:: DATA FOR PROCESSING ::
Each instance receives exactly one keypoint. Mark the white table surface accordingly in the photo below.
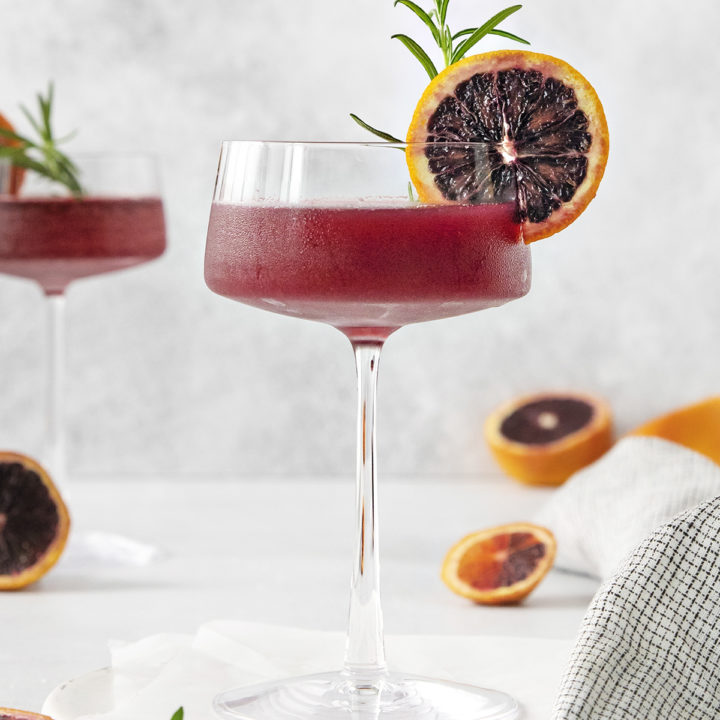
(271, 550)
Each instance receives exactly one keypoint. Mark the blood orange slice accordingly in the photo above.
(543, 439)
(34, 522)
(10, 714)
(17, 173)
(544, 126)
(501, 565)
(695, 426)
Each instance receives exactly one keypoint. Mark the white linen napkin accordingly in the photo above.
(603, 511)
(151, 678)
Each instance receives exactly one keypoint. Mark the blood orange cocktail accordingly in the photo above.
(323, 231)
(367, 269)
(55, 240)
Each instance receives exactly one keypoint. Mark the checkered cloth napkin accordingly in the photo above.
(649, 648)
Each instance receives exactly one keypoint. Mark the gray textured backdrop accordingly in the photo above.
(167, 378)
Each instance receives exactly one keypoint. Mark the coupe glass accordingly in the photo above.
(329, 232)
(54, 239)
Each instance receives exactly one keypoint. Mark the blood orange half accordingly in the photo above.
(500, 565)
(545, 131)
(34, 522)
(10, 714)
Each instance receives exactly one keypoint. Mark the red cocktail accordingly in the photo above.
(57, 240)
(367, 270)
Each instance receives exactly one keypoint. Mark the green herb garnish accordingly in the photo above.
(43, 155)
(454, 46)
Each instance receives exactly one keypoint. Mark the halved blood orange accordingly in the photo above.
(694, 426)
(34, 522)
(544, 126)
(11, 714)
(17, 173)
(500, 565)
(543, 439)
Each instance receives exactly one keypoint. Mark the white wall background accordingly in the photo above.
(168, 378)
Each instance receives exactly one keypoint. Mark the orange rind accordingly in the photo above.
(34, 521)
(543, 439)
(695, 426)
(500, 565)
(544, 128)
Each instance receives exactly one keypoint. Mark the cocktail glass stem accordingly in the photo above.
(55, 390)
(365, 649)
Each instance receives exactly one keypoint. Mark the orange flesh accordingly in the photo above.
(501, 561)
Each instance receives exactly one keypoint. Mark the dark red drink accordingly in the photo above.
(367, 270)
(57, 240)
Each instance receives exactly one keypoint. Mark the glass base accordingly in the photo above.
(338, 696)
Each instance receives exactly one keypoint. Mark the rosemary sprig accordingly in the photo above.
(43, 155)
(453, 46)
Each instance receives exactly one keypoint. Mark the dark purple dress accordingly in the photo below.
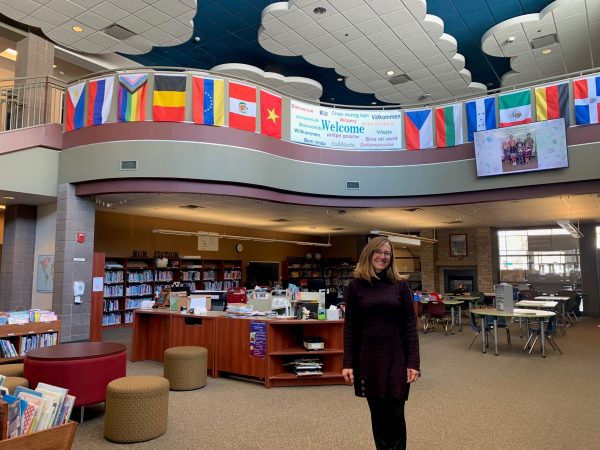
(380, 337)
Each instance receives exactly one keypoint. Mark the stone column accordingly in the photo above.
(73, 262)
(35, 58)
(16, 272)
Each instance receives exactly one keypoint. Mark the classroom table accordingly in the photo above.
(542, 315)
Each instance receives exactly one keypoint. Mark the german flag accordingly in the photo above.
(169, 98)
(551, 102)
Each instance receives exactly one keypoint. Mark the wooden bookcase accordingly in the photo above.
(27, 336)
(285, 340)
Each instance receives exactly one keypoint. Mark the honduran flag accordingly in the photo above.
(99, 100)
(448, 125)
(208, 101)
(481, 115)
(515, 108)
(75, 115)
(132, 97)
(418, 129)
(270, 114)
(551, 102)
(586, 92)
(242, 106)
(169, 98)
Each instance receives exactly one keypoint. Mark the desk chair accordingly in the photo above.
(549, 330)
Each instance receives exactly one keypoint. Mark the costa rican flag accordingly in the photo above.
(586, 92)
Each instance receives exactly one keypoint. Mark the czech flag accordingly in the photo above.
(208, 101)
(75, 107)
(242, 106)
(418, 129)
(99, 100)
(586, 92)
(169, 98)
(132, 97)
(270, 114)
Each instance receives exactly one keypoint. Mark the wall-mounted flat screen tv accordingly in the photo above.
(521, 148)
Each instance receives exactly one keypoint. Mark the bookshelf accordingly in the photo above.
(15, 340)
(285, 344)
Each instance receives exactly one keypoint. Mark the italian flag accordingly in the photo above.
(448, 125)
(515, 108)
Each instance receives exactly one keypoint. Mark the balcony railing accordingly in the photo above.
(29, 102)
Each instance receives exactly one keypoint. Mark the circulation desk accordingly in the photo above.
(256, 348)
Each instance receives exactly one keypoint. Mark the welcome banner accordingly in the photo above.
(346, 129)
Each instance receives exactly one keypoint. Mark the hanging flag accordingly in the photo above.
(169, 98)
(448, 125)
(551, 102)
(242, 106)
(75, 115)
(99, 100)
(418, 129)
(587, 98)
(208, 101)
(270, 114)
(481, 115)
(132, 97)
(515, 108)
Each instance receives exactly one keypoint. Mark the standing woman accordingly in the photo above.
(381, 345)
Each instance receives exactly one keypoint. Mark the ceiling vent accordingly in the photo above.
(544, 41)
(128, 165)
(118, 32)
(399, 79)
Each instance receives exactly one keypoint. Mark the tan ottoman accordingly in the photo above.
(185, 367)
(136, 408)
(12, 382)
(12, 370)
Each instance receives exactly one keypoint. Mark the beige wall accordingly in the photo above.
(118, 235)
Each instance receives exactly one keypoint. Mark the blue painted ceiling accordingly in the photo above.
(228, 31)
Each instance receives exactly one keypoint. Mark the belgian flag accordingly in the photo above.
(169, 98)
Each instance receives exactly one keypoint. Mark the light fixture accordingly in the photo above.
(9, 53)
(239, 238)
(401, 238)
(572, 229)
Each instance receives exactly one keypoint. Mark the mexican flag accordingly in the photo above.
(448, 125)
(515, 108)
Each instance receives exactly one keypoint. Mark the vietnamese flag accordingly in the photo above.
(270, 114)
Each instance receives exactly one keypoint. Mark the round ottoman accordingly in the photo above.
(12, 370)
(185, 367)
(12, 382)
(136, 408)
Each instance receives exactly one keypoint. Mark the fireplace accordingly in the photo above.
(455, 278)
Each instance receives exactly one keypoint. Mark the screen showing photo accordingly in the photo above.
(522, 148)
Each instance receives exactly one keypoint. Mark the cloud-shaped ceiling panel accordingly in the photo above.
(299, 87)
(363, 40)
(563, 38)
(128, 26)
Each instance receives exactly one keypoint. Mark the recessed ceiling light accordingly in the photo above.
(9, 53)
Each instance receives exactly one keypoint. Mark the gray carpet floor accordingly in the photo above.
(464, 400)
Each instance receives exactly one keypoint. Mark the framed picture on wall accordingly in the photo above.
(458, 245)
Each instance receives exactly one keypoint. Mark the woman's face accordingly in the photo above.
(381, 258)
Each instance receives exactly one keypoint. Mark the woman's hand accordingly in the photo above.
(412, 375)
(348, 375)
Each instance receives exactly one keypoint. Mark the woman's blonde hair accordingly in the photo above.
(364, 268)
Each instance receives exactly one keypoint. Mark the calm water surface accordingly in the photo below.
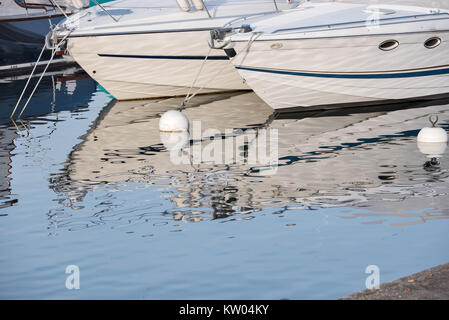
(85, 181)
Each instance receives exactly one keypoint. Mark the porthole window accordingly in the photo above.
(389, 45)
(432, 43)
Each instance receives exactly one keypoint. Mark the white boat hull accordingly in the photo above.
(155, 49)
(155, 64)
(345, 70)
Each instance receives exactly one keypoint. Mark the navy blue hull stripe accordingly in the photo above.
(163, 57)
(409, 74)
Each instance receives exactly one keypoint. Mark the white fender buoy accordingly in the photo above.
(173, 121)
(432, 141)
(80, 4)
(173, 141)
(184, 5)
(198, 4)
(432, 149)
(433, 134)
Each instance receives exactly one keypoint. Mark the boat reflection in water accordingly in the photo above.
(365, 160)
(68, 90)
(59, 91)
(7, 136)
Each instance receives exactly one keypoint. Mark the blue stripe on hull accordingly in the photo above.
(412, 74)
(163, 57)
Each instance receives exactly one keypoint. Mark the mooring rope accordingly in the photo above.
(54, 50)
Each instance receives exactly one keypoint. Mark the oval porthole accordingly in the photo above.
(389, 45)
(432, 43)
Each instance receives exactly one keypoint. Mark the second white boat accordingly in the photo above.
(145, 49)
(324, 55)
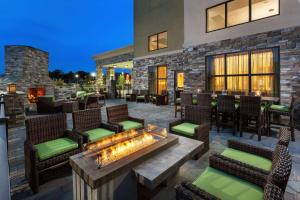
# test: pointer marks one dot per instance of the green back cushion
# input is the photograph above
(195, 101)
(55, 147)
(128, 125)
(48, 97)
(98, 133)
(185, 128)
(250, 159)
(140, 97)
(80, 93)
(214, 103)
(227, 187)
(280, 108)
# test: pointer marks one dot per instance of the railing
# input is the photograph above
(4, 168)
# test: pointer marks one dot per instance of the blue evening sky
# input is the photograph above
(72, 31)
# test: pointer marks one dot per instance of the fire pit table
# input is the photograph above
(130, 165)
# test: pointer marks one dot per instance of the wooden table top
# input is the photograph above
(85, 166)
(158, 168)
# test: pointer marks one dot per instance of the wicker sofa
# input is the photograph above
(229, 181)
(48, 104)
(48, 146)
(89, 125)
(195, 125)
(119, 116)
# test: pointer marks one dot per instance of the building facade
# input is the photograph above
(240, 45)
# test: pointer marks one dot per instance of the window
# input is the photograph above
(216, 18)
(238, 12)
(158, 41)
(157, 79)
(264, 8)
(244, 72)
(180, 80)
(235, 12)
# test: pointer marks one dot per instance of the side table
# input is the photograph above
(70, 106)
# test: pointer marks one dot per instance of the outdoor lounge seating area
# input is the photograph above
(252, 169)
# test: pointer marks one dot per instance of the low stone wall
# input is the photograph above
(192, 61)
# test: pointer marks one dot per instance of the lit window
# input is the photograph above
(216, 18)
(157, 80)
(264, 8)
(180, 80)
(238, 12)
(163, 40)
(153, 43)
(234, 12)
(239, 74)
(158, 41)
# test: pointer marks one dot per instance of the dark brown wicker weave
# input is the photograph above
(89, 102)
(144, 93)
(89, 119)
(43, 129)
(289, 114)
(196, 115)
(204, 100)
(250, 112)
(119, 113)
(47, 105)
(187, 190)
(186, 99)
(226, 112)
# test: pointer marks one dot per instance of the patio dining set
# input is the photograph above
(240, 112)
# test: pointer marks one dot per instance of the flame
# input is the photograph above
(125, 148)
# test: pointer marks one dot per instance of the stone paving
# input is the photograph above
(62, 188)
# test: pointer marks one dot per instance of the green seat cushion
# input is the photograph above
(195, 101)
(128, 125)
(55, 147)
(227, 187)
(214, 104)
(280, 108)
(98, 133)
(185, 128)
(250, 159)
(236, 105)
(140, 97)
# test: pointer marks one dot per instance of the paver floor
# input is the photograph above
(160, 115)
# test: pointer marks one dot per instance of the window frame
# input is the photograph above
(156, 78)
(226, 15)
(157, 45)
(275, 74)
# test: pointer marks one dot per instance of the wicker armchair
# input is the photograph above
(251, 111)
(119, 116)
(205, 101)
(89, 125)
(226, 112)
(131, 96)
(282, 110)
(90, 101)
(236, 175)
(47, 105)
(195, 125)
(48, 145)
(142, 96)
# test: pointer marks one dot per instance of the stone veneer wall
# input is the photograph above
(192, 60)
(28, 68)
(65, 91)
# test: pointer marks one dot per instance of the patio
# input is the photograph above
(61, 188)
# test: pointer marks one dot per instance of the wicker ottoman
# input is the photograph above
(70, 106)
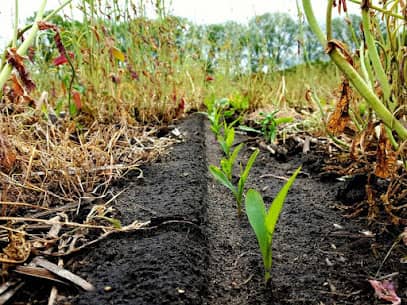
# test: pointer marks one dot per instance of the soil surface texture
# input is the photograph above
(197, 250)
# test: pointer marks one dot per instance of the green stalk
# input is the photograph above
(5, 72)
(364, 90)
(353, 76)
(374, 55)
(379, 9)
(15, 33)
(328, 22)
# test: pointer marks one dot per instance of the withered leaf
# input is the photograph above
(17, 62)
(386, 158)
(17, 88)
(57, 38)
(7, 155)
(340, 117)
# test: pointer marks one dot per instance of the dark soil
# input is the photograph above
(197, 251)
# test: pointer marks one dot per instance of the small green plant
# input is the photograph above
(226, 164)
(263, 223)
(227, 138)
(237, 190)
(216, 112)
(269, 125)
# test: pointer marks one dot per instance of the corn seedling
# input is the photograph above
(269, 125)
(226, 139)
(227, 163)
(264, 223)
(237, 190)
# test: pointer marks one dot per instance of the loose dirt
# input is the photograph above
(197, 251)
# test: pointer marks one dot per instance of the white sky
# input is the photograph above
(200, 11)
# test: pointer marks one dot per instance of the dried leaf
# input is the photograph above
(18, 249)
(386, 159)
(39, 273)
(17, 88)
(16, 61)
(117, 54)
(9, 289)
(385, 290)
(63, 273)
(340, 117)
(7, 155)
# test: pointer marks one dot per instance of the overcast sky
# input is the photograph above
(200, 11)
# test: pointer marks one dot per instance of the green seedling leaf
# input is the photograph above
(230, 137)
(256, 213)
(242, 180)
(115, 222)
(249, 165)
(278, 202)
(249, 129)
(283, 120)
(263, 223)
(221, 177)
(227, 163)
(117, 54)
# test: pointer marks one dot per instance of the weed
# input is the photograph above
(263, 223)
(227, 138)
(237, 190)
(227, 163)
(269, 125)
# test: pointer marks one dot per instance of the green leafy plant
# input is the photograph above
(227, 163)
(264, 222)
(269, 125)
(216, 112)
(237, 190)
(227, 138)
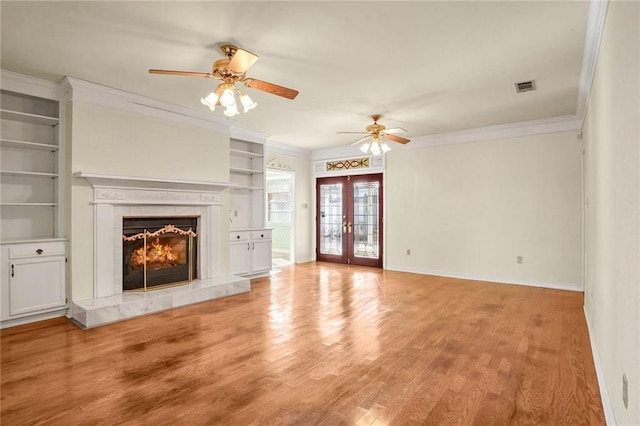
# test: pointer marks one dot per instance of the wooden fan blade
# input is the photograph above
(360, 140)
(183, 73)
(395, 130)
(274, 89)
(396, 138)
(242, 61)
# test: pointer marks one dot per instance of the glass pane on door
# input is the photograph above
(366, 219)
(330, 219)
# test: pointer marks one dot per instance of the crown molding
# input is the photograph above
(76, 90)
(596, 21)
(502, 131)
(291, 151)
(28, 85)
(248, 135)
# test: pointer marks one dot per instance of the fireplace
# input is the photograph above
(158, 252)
:::
JOB: Exactly the lines from the one with "green seedling leaf" through the end of the records should be written out, and only those. Pictures do not belong in the copy.

SOLVED EXERCISE:
# test: pointer marks one dot per instance of the green seedling leaf
# input is the photograph above
(230, 137)
(256, 213)
(242, 180)
(115, 222)
(249, 165)
(278, 202)
(249, 129)
(283, 120)
(263, 223)
(221, 177)
(227, 163)
(117, 54)
# test: pointer marks one dot per instance of the weed
# input is the photograph above
(263, 223)
(227, 138)
(237, 190)
(227, 163)
(269, 125)
# test: pointer marks one dot per instance of the green leafy plant
# input is the photograph above
(227, 163)
(264, 222)
(269, 125)
(216, 112)
(237, 190)
(227, 138)
# test: pointer marks one dot per instance of the wooden fan blade
# input is the photograph above
(360, 140)
(183, 73)
(395, 130)
(274, 89)
(396, 138)
(242, 61)
# test: pointer marks one dot per instance of the glass pane on door
# input is the photograph above
(366, 219)
(330, 219)
# test: pointer marks one dot per instance of the crown molding
# input is the photograph above
(76, 90)
(596, 21)
(502, 131)
(291, 151)
(28, 85)
(248, 135)
# test: pointer marks one dot per instance of the fireplace
# input is the photograph above
(158, 252)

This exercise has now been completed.